Task prompt: In the passage on where agents make sense, what does the text call simpler, cheaper, faster, and more reliable for most business tool integration?

Text passage:
>>>>

Where Agents DO Make Sense
We’re not anti-agent. Agents are the right tool when:
- The task requires genuine planning — “analyze this codebase and propose a refactoring strategy” needs multiple passes, evaluation, and synthesis
- The tool selection is genuinely ambiguous — when the system needs to reason about WHICH combination of tools to use, not just which single tool
- The workflow is non-deterministic — different inputs lead to fundamentally different execution paths that can’t be pre-mapped
- The task is long-running — research, analysis, and content generation that benefits from iterative refinement
For everything else — and “everything else” covers the vast majority of business tool integration — a dispatch gateway is simpler, cheaper, faster, and more reliable.

<<<<

Dataset:
>>>>

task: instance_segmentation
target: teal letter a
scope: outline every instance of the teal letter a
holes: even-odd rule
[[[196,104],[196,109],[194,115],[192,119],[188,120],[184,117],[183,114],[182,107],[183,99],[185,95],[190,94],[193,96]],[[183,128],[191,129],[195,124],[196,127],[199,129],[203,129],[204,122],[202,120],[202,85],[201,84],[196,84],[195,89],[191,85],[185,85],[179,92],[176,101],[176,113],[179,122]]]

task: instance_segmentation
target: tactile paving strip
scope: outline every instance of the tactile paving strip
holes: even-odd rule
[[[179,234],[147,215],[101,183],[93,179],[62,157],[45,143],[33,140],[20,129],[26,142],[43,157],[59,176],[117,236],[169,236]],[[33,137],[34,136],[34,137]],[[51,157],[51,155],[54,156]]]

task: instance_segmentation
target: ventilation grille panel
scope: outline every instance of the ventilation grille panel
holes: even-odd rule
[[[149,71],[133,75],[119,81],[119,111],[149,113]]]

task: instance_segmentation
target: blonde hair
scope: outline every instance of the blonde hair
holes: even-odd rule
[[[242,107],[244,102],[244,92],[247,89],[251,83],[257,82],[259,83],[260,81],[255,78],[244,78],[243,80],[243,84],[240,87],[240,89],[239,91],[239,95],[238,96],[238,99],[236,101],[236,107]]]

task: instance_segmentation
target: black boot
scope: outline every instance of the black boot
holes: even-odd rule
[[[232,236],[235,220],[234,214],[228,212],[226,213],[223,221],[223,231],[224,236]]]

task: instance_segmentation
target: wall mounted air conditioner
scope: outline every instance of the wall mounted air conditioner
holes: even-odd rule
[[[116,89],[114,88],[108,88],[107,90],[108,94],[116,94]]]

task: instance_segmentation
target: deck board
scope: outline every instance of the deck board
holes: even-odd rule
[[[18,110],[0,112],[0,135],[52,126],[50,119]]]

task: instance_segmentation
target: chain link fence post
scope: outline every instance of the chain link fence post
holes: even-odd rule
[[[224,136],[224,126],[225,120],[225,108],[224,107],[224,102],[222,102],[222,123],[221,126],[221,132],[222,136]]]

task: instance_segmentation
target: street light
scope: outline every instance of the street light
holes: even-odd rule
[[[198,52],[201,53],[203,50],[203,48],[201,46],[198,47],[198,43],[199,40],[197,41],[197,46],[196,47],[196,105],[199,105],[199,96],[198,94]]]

<<<<

The completed task: A dispatch gateway.